[EXTRAIT DU TEXTE]
Faites la gueule s’il vous plait (suite et fin)

Car il y a une suite au
billet du 28 avril

Dix jours ont passé sans
que nulle créature rescapée du bloc de l'Est tendance Staline
option porte de goulag ne m'ait appelé pour me signifier aimablement
que…

  • La photo de votre
    fille va pas! Elle a la bouche entrouverte! Et les yeux trop grand
    ouverts, elle ressemble à une Martienne!

  • Et celle de votre
    fils, non plus! Le fond est trop clair et son tee-shirt orange a été
    récusé car ça fait penser à la tenue de Guantanamo! et qui dit Guantanamo dit terroriste!

Je me disais donc, ouf,
c'est bon, j'allais pouvoir les récupérer en même temps que ma carte
d'identité que l'honorable république avait mis plus de 2 mois à
réussir à me refaire. En fait, là, je suis mauvaise langue,
l'honorable république n'y est pour rien, juste l'honorable mairie
de Montreuil et ses non moins honorables mesdames Honecker et
Brejnev. C'est en passant un coup de fil, à tout hasard, pour savoir
ce qu'il en était que j'ai appris que ma carte était là et qu'elle
m'attendait. Comme on m'avait assuré que je recevrai un avis pour
venir la rechercher, j'attendais donc, docilement.

Bref. Mercredi matin cependant,
drelin drelin, le téléphone a sonné et au bout c'était…

  • Allo, mademoiselle
    Chotek? Ici la Mairie de Montreuil…

Ah.

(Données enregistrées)
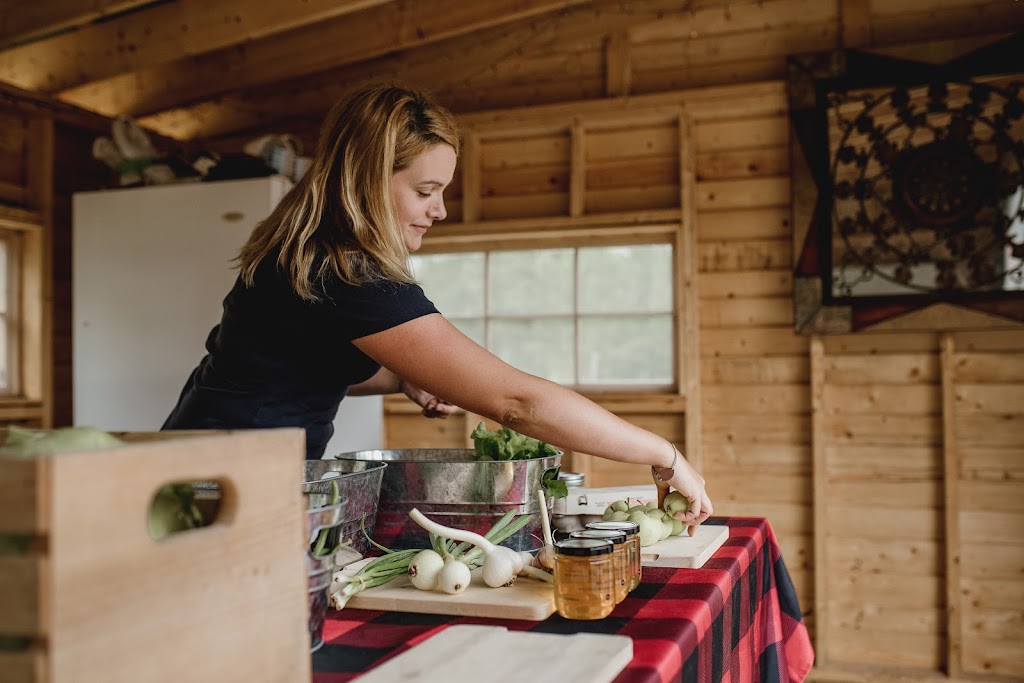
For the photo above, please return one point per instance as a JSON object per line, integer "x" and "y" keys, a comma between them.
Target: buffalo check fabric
{"x": 735, "y": 620}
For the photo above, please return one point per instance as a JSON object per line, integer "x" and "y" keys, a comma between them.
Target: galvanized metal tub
{"x": 359, "y": 485}
{"x": 456, "y": 489}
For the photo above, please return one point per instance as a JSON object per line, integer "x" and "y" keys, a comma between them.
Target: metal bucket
{"x": 456, "y": 489}
{"x": 359, "y": 485}
{"x": 322, "y": 515}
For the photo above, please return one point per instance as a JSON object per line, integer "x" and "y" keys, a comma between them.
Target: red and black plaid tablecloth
{"x": 735, "y": 620}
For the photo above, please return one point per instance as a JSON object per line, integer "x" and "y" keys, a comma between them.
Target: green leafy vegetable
{"x": 507, "y": 443}
{"x": 24, "y": 442}
{"x": 552, "y": 485}
{"x": 173, "y": 507}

[CONSIGNES]
Pouvez-vous réécrire sous forme de liste le paragraphe du billet qui commence par « Je me disais donc, ouf » en conservant ses faits principaux ?

[RÉPONSE ATTENDUE]
- Je pensais pouvoir récupérer les photos en même temps que ma carte d'identité.
- Il a fallu plus de deux mois pour refaire cette carte.
- La faute n'en revient pas à la république mais à la mairie de Montreuil et à ses « mesdames Honecker et Brejnev ».
- C'est en téléphonant à tout hasard que j'ai appris que la carte était là et m'attendait.
- On m'avait assuré que je recevrais un avis pour venir la chercher, alors j'attendais docilement.